-------- DATASET EXTRACT

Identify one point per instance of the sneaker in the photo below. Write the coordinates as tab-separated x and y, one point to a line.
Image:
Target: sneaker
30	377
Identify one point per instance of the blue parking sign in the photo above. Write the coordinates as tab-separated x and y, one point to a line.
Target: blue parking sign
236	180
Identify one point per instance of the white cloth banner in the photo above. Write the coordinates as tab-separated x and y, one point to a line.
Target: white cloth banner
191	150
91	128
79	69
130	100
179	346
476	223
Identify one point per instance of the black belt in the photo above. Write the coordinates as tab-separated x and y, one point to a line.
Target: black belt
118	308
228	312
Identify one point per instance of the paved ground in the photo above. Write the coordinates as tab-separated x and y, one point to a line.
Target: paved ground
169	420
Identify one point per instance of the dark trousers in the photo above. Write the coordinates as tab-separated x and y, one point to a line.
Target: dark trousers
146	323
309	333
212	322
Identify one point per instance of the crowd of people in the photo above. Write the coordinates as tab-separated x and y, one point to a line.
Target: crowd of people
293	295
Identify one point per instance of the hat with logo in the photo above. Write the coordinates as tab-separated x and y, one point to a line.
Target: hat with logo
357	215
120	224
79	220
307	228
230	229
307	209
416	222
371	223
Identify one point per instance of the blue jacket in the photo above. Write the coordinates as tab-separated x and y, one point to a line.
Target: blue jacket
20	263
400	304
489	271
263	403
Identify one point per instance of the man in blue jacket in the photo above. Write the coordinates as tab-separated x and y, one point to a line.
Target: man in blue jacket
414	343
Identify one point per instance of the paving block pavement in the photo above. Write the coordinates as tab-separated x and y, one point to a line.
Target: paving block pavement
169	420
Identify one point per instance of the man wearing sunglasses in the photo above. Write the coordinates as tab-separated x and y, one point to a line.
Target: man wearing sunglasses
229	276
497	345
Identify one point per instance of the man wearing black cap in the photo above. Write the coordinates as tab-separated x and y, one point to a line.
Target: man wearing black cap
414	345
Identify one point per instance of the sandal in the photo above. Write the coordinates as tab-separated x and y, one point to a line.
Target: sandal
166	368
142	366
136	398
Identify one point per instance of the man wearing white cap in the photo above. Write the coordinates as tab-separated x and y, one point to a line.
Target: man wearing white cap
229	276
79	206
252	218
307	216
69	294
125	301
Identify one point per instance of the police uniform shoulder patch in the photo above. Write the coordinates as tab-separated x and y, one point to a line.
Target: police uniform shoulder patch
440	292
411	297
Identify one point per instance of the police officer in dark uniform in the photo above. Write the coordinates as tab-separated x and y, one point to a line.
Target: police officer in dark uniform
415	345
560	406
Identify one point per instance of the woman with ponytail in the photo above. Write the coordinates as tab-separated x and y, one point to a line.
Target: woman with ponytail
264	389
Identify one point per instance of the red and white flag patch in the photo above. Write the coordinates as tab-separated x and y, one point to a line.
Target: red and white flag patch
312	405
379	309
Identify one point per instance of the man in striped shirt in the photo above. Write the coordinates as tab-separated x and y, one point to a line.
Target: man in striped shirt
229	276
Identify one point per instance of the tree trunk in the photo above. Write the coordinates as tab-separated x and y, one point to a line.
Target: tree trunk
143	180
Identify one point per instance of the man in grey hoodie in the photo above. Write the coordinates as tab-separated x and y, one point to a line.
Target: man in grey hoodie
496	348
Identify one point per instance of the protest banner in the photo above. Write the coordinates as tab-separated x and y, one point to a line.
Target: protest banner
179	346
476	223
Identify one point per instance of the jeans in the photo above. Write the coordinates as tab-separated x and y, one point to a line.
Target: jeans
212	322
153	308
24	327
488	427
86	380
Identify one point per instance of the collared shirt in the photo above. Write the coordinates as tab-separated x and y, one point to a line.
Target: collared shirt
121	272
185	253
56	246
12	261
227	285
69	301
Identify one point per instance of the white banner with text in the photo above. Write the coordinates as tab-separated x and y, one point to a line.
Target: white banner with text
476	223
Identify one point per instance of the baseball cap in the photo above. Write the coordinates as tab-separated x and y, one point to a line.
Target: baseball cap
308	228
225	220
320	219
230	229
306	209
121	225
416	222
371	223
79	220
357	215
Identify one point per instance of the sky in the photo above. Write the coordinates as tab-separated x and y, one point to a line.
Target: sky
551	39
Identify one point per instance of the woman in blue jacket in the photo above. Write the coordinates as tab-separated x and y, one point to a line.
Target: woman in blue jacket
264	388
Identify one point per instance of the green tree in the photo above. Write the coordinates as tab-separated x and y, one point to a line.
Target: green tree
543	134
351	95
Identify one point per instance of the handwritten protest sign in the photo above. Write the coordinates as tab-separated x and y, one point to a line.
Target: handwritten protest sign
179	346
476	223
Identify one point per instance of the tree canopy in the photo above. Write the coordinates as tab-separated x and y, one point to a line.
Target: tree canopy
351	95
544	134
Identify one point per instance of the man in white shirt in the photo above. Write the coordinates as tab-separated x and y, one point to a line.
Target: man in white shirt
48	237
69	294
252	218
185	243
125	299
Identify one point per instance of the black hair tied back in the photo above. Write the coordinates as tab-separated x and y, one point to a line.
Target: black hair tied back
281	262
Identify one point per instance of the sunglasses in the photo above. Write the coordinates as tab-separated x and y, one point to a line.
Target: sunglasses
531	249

----------------

◆ WHAT YOU HAVE TO DO ◆
All of the material above should be repeated exactly.

◆ RESULT OF THE TASK ◆
Identify one point per instance of the sneaker in the photo below. Write the coordinates as tab-separated x and y, one point to a line.
Image:
Target: sneaker
30	377
Identify one point per instance of the blue parking sign in the photo above. Write the coordinates as tab-separated x and y, one point to a line.
Target: blue parking sign
236	180
Identify one point per instance of the white cloth banner in the photo above. Write the coordinates as tab-separated x and y, one point to a line.
Target: white cloth banner
191	150
91	128
79	69
130	100
179	346
476	223
Identify one point per instance of the black belt in the photo above. Write the coordinates as tab-separated x and y, one point to a line.
Target: black belt
118	308
228	312
Identify one point per instance of the paved ground in the photo above. Write the coordinates as tab-separated x and y, one point to a line.
Target: paved ground
169	420
Identify one point per instance of the dark trousers in the photo above. Write the coordinates as tab-separated x and y, one point to a line.
Target: dark trousers
146	323
309	333
212	322
Identify one point per instance of the crowd of people in the photo above. Write the coordinates as tab-separated x and y, one point to a line.
Target: crowd of people
293	295
Identify one point per instance of the hat with logo in the photo above. Write the coordinates as tab-separated x and y, one point to a line.
Target: hat with logo
357	215
120	224
79	220
307	228
230	229
307	209
416	222
371	223
Identify one point per instance of the blue jacket in the photo above. Write the coordinates as tab-separated x and y, one point to a line.
Target: blue jacket
20	263
400	304
489	271
263	403
Identify one point per instance of the man in blue jacket in the photo above. Write the coordinates as tab-separated x and y, one point to a line.
Target: man in blue jacket
414	343
Identify one point per instance of the paving block pavement in the photo above. Write the coordinates as tab-separated x and y, one point to a line.
Target: paving block pavement
169	420
Identify one point per instance of the man wearing sunglasses in the photo above. Write the coordinates as tab-separated x and y, one point to a line.
Target: man wearing sunglasses
229	276
497	345
Identify one point per instance of the man wearing black cap in the photo above. Write the coordinates as tab-separated x and y, one point to a line.
Target: man wearing black cap
414	345
Identify one point per instance of the sandal in the photo above. Write the coordinates as tab-separated x and y, one point to a line.
Target: sandal
166	368
142	366
136	398
Identify one point per instance of the man wearing white cap in the photo above. Write the coordinates as tab-separated x and y, one point to a line.
Target: man wearing white cap
229	276
79	206
252	218
307	216
69	294
125	301
Identify one point per instance of the police uniform shoulder patch in the photo above. Write the coordinates as tab-separated x and y, one point to a line.
Target: police uniform shoulder patch
440	292
411	297
Identify one point per instance of the police officer in dark uniform in the photo above. Write the coordinates as tab-separated x and y, one point to a line.
Target: police officer in dark uniform
415	345
560	406
Identify one point per instance of the woman with ponytail in the photo above. Write the coordinates as tab-separated x and y, one point to a line.
Target: woman with ponytail
264	389
Identify one point per instance of the red and white flag patch in the photo above. Write the coordinates as tab-separated x and y, one point to a line.
Target: red and white flag patch
312	405
379	309
Identify one point per instance of the man in striped shirt in the photo above. Write the coordinates as tab-separated x and y, one point to a line.
Target: man in striped shirt
229	276
Identify one point per instance of the tree trunk in the photo above. Write the coordinates as tab-separated x and y, one point to a line.
Target: tree trunk
143	180
Identify one point per instance of the man in grey hoodie in the photo above. Write the coordinates as tab-separated x and y, one point to a line.
Target: man in grey hoodie
496	348
Identify one point per instance of the protest banner in the photo above. Write the coordinates as tab-separated x and y, one point to a line.
Target: protest banner
179	346
476	223
Identify one point per instance of the jeans in the photo above. Write the coordinates as tab-separated x and y, one point to a line.
Target: jeans
212	322
153	308
24	327
488	427
86	380
Identify one point per instance of the collared shirt in the photo above. Write the coordinates as tab-separated x and y, one point to a line.
Target: collared shirt
121	272
185	253
56	246
12	261
227	285
69	301
Identify one point per instance of the white banner with text in the photo above. Write the coordinates as tab-separated x and y, one point to a line.
Target: white banner with text
476	223
Identify one point per instance of the baseball cap in the photo above. Write the coordinates as tab-separated x and y, one point to a line.
Target: baseball cap
308	228
225	220
320	219
230	229
306	209
121	225
416	222
371	223
79	220
357	215
Identify one point per instance of the sky in the photo above. Write the coordinates as tab-separated x and y, one point to a line.
Target: sky
551	39
Identify one point per instance of the woman in blue jacket in the photo above. Write the coordinates as tab-separated x and y, one point to a line.
Target: woman in blue jacket
264	388
Identify one point per instance of the green tree in the photo above. Write the coordinates as tab-separated x and y, one point to a line.
Target: green tree
543	134
351	95
Identify one point per instance of the handwritten protest sign in the photo above. Write the coordinates as tab-separated x and y, one point to a line.
Target: handwritten protest sign
179	346
476	223
Identify one point per instance of the tree canopy in the photo above. Write the coordinates as tab-separated x and y, one point to a line.
Target: tree canopy
351	95
544	134
Identify one point per instance of the man in white shirt in the photo above. Write the coordinates as tab-separated x and y, one point to a line.
Target: man in white shirt
48	237
69	294
252	218
185	243
125	299
Identify one point per instance of the black hair tied back in the photo above. Write the coordinates as tab-separated x and y, one point to a line.
Target: black hair tied back
281	262
Identify one point per instance of the sunglasses in the photo above. Write the coordinates as tab-separated x and y, one point to a line.
Target: sunglasses
531	249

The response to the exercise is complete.